Please copy out every line of the material below, adding 16 to each coordinate in the answer points and leaving out the pictures.

(Point annotations for photos)
____________

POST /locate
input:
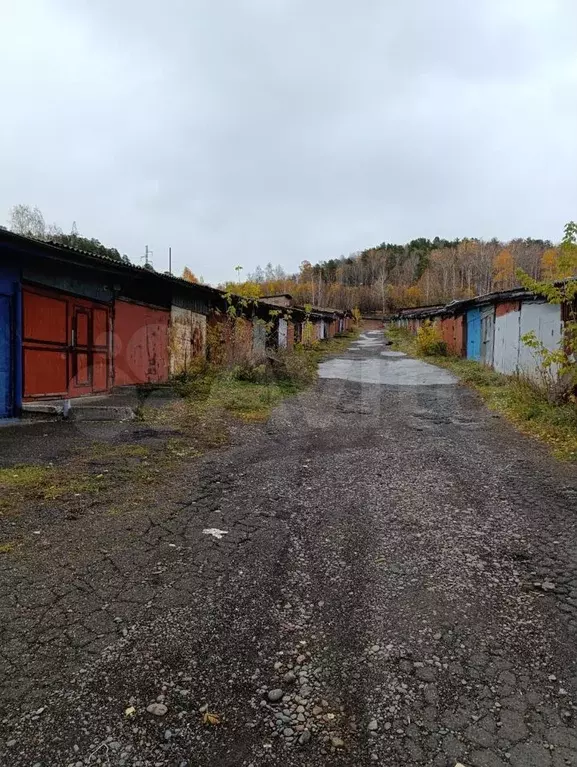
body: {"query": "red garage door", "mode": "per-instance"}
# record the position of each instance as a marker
(140, 344)
(66, 343)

____________

- **Written answer**
POST /locate
input:
body: {"query": "red garage door", "mode": "per-instance"}
# record the position of each instance as a marker
(156, 360)
(82, 359)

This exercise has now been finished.